══ PASSAGE SHOWN

Ghibbsa,

I'm not sure I understand the point of your question. Both twins are alway 
in their own present moments, and when they meet they always find that they 
were always in the SAME present moment because they are in the same present 
moment whenEVER they meet and no matter WHERE they meet. So it doesn't have 
to be at one particular place or time on anybody's clock.

Of course if one dies, he no longer is aware of his present moment, but the 
watch on his dead hand still ticks away at whatever relativistic rate it 
has to in the same present moment as his living twin is in. The living twin 
meets up with his dead twin in the same present moment.

Edgar



On Friday, February 7, 2014 5:01:26 PM UTC-5, ghi...@gmail.com wrote:
>
>
> On Friday, February 7, 2014 9:55:02 PM UTC, ghi...@gmail.com wrote:
>>
>>
>> On Thursday, February 6, 2014 2:09:39 PM UTC, Edgar L. Owen wrote:
>>>
>>> Ghibbsa,
>>>
>>> But it IS true that Andromedans must be doing something at this very 
>>> present moment. That's a key insight to the theory.
>>>
>>> The fact that we can't determine exactly what the clock time is there of 
>>> that present moment, or the fact that they might be doing things faster or 
>>> slower than we are doesn't falsify that they are doing something right now.

════

**EXERCISE TASKS**:
**1)** Answer these questions using the message on twins and the present moment:
(a) When the twins meet, what do they always find?
(b) What does the watch on the dead twin's hand keep doing?
(c) What does the quoted earlier reply call the claim that Andromedans must be doing something at this very present moment?
**2)** Write the next few sentences of the message on twins and the present moment, picking up right after its last line.

══ DATA ROWS

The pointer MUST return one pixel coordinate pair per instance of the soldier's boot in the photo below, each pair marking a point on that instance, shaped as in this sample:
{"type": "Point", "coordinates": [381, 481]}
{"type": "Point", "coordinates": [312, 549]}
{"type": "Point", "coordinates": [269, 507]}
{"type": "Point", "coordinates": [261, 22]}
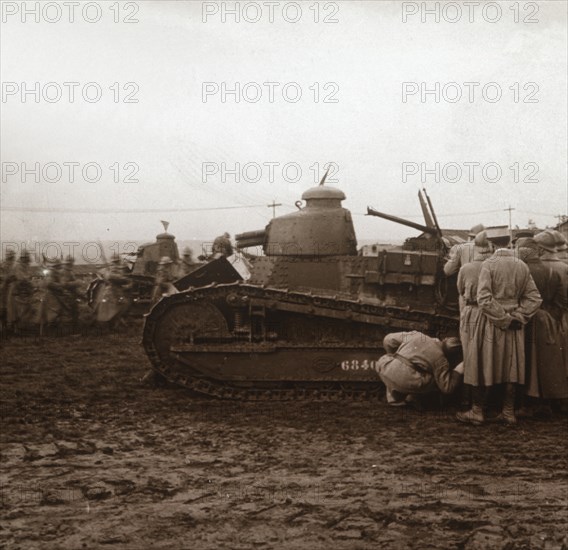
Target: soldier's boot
{"type": "Point", "coordinates": [475, 415]}
{"type": "Point", "coordinates": [508, 413]}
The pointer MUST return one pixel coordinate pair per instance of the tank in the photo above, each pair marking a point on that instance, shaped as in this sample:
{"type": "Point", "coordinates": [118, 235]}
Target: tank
{"type": "Point", "coordinates": [310, 320]}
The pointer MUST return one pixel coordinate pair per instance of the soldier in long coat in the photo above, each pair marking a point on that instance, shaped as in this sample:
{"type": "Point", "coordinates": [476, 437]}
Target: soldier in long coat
{"type": "Point", "coordinates": [546, 376]}
{"type": "Point", "coordinates": [163, 282]}
{"type": "Point", "coordinates": [6, 279]}
{"type": "Point", "coordinates": [470, 313]}
{"type": "Point", "coordinates": [549, 257]}
{"type": "Point", "coordinates": [114, 299]}
{"type": "Point", "coordinates": [507, 298]}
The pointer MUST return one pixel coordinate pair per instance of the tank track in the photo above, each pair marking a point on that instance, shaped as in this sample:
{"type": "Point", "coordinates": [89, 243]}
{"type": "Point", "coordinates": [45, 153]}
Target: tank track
{"type": "Point", "coordinates": [306, 303]}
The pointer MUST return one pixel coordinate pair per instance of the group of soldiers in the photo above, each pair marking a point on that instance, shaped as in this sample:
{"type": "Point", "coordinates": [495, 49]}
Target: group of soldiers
{"type": "Point", "coordinates": [513, 331]}
{"type": "Point", "coordinates": [24, 303]}
{"type": "Point", "coordinates": [58, 297]}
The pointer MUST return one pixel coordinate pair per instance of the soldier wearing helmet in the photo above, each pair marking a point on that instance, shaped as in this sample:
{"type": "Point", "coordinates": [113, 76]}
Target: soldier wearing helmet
{"type": "Point", "coordinates": [463, 253]}
{"type": "Point", "coordinates": [417, 364]}
{"type": "Point", "coordinates": [222, 246]}
{"type": "Point", "coordinates": [546, 376]}
{"type": "Point", "coordinates": [186, 265]}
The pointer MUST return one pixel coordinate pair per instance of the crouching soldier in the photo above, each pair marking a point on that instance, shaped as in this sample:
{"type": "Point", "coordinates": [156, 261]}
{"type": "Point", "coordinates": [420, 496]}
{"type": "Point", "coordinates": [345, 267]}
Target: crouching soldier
{"type": "Point", "coordinates": [417, 364]}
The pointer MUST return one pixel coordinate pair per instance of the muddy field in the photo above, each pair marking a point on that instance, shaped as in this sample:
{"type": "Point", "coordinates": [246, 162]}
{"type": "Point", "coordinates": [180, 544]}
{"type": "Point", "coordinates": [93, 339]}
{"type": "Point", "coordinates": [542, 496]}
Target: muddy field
{"type": "Point", "coordinates": [93, 459]}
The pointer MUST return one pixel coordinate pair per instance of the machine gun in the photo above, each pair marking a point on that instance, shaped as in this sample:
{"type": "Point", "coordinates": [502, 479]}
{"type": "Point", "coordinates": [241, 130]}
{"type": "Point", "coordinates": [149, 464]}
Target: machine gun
{"type": "Point", "coordinates": [431, 228]}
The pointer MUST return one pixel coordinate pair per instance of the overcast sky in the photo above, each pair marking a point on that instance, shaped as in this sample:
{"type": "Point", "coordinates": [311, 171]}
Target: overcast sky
{"type": "Point", "coordinates": [359, 63]}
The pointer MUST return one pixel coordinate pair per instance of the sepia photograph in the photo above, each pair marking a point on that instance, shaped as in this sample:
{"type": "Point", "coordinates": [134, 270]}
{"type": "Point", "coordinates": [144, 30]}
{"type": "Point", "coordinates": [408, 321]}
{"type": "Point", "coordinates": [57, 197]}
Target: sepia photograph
{"type": "Point", "coordinates": [284, 274]}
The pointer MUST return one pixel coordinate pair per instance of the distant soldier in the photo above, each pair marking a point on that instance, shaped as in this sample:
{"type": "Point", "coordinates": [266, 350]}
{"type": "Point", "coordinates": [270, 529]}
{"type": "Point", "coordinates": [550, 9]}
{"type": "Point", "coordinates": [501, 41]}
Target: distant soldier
{"type": "Point", "coordinates": [114, 300]}
{"type": "Point", "coordinates": [21, 309]}
{"type": "Point", "coordinates": [547, 243]}
{"type": "Point", "coordinates": [186, 265]}
{"type": "Point", "coordinates": [463, 253]}
{"type": "Point", "coordinates": [546, 376]}
{"type": "Point", "coordinates": [163, 282]}
{"type": "Point", "coordinates": [222, 246]}
{"type": "Point", "coordinates": [6, 279]}
{"type": "Point", "coordinates": [561, 246]}
{"type": "Point", "coordinates": [63, 289]}
{"type": "Point", "coordinates": [507, 298]}
{"type": "Point", "coordinates": [416, 364]}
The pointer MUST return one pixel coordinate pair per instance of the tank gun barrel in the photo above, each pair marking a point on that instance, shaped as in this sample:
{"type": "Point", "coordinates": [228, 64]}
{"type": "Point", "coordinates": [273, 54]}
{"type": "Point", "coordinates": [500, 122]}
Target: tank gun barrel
{"type": "Point", "coordinates": [372, 212]}
{"type": "Point", "coordinates": [251, 238]}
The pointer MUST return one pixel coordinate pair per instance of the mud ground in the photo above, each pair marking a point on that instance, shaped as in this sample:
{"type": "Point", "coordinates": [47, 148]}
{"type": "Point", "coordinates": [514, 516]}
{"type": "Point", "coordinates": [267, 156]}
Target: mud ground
{"type": "Point", "coordinates": [90, 458]}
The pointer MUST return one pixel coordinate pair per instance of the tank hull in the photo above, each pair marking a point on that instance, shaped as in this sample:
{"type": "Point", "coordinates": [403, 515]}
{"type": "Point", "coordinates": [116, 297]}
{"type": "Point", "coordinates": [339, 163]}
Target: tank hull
{"type": "Point", "coordinates": [243, 341]}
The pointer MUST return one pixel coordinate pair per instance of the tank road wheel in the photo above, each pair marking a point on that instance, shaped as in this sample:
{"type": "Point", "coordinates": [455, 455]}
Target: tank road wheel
{"type": "Point", "coordinates": [186, 323]}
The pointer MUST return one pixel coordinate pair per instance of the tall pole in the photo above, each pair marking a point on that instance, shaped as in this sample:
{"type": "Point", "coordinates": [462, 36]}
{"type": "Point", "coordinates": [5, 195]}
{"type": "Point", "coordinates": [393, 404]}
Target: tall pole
{"type": "Point", "coordinates": [273, 206]}
{"type": "Point", "coordinates": [510, 225]}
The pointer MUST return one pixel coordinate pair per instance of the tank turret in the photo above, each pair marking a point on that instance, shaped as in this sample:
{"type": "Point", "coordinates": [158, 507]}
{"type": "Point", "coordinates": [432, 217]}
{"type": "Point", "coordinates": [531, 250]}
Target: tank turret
{"type": "Point", "coordinates": [321, 228]}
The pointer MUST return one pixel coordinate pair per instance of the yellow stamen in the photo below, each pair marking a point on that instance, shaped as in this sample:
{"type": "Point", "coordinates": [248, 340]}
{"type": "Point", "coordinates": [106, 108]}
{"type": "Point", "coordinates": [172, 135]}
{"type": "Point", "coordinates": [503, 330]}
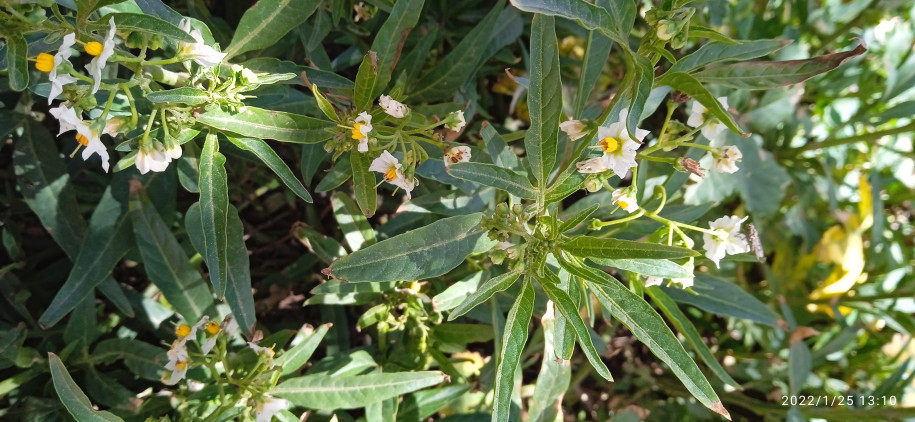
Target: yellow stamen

════

**OUTPUTS**:
**1)**
(a) They find that they were always in the same present moment.
(b) It keeps ticking away at whatever relativistic rate it has to, in the same present moment as the living twin.
(c) It calls it a key insight to the theory.

**2)**
>>> The fact that we may not be able to determine what they are doing, doesn't 
>>> mean they aren't doing something....
>>>
>>> After all that's also true of any two observers including e.g. 
>>> astronauts on the space station. Do we doubt that they are actually doing 
>>> something up there right now in this present moment? No, of course not. And 
>>> the difference with Andromeda is only a matter of degree. thus if we can 
>>> claim a present moment for the space station, we can for Andromeda also.
>>>
>>  
>> OK, and note I am trying on your idea in the very way I am also 
>> questioning it. So the question is, allowing there could be a 1:1 matching 
>> of moments, is the idea meaningful if people in one galaxy have a big 
>> enough moment to think some thought like "people in that galaxy right 
>> now..." whereas the people in that other galaxy experience the same moment 
>> as 3 years or as 4 microseconds. 
>>  
>> In what meaningful sense is that a shared moment? Given the real time - 
>> and we are talking about time - is experienced totally differently. Why 
>> aren't the realities of time and how it is completely different, more 
>> fundamental than some since that it would be possible if we had all the 
>> data to do some 1:1 correlation such that everything could be related via a 
>> p-time. 
>>  
>> Again, note that I am questioning  your idea, from within supposing your 
>> idea is true.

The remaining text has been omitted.